Aim of the task » Could you return every one of the records below word for word, with no changes?

Stored rows »
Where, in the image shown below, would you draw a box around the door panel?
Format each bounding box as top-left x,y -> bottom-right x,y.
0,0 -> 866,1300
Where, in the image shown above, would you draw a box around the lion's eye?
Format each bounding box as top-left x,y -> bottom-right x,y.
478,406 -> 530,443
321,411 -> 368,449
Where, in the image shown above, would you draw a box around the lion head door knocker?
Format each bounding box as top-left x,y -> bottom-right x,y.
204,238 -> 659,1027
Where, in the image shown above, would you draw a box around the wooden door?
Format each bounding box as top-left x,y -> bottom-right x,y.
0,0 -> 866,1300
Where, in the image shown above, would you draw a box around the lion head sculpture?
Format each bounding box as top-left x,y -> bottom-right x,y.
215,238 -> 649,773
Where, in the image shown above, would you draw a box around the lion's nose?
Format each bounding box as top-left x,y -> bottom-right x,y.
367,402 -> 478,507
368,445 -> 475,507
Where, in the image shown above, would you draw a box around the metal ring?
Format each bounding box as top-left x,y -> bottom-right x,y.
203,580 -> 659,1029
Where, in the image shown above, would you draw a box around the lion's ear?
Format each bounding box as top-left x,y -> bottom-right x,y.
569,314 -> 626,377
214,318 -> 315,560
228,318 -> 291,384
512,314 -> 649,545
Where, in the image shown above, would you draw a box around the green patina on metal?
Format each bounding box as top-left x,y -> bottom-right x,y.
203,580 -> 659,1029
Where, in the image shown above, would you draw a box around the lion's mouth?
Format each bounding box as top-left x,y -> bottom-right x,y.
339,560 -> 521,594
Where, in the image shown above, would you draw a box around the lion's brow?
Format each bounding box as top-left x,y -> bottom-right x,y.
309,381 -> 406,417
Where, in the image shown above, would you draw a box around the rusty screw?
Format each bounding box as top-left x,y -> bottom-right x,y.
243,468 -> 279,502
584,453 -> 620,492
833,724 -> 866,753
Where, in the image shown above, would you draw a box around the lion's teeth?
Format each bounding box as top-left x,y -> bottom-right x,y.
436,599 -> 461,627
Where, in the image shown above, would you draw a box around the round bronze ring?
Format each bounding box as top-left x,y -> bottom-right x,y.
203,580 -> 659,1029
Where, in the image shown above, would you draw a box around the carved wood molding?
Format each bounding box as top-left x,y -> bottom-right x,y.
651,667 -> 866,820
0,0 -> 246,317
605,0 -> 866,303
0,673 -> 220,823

Expected answer »
Where, in the image shown below, would you draw a box around the door panel?
Format each bounding box as top-left x,y -> bottom-right x,y.
0,0 -> 866,1300
Where, in the image shown above, would you draw a box around the lion's eye?
Format each bounding box as top-left x,y -> bottom-right x,y.
478,406 -> 530,443
321,411 -> 368,449
Where, in the image shown above, would you draw a box around the lion head door knocker?
Format each bounding box as top-left x,y -> bottom-right x,y.
204,238 -> 659,1027
Where, in the image shown above, would you draw a box around the wooden door?
Format each bounding box as top-left x,y -> bottom-right x,y.
0,0 -> 866,1300
Where, in the image shown above, would you draw a box around the lion head sculpture?
Format each bounding box as top-left x,y -> bottom-right x,y.
215,238 -> 649,773
Where, in the image shown above, would you draw a box around the lion's nose?
Format each bounding box as top-left x,y -> bottom-right x,y.
367,402 -> 478,507
368,445 -> 475,507
Where, in the image shown above, would you draw a box around the metal ring?
Format each bounding box as top-left x,y -> bottom-right x,y.
203,580 -> 659,1029
Where, in the image shown above, would you draw a box around the lion's ear?
Format each bounding box as top-left x,y -> bottom-right x,y.
569,314 -> 626,377
214,318 -> 315,560
228,318 -> 291,384
512,314 -> 649,545
Where, in the image shown above, would you draw a box around the green patina on metal?
Format each bounding box as top-left x,y -> bottom-right x,y.
203,580 -> 659,1029
Where, in the image shown above, would you draw a box around the lion's mouth?
Format each bounding box as top-left x,y -> bottom-right x,y.
339,560 -> 521,594
Where, in the image shown above, would you draw a box around the lion's brow?
Format each bounding box as top-left x,y -> bottom-right x,y.
309,381 -> 406,417
Where, in the image shown above, would you draw a box around the rusty screw?
Format each bounding box as top-left x,y -> bottom-right x,y.
243,468 -> 279,502
584,453 -> 620,492
833,724 -> 866,753
Where, in the image shown above, would you draw a box around the lion's teeth?
Format each bounding box as top-left x,y -> bottom-right x,y.
436,599 -> 461,627
Where, in the image shown above, would you draw a box around the round bronze ring?
Format each bounding box as top-left x,y -> bottom-right x,y.
203,580 -> 659,1029
Where, in the image shown above, would you draw a box around the carved wood molding?
Format each bounding box as top-left x,y -> bottom-right x,y.
651,667 -> 866,820
0,0 -> 246,317
605,0 -> 866,303
0,673 -> 220,823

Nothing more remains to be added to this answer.